Instructions to follow:
Convert the listing, from its start through the line that contains "(1323, 572)", into a numbered list with blank lines dropped. Leave the pictures out of your answer.

BEGIN Extracted material

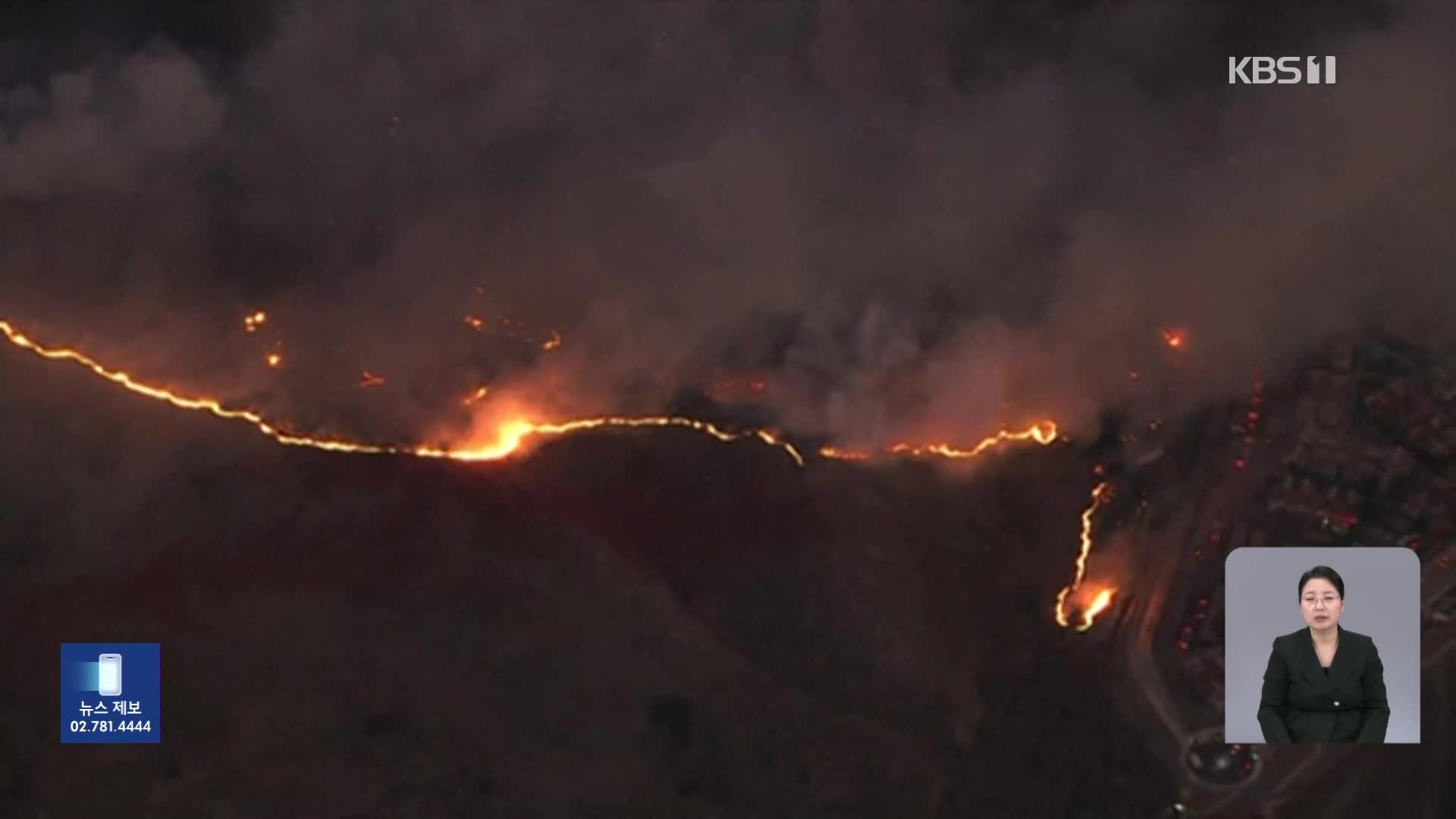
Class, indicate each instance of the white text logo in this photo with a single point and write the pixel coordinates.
(1283, 71)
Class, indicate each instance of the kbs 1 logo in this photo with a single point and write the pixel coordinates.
(1261, 71)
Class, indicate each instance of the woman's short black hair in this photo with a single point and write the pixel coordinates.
(1323, 572)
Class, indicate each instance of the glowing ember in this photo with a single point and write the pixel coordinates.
(1043, 433)
(833, 452)
(1101, 494)
(509, 438)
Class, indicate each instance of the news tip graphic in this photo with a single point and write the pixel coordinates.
(111, 692)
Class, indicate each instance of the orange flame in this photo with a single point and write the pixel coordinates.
(833, 452)
(509, 438)
(1043, 433)
(1101, 494)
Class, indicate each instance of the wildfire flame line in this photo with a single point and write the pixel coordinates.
(1101, 494)
(511, 435)
(509, 438)
(1043, 433)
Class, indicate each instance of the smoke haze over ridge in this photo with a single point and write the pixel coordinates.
(913, 248)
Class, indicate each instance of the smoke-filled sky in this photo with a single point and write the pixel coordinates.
(919, 221)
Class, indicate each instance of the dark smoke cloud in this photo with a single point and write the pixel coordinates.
(823, 191)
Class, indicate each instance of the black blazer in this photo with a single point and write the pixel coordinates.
(1302, 704)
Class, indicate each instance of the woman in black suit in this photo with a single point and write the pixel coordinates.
(1324, 684)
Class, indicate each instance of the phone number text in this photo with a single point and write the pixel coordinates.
(102, 726)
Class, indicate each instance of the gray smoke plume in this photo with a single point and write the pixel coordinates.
(913, 232)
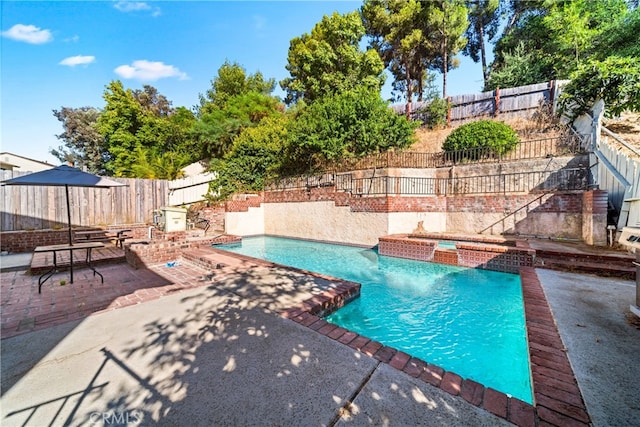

END Extracted material

Correct result:
1. Class, indicate each instance of the white text logo in this photo with a single point and write the pixel coordinates.
2. (1283, 71)
3. Class, indicate each instance of the kbs 1 logo in this photo with a single point and write the pixel coordinates.
4. (1261, 71)
5. Class, indicate each instance of the woman's short black hair in this photo with a single point and write the pixel coordinates.
6. (1323, 572)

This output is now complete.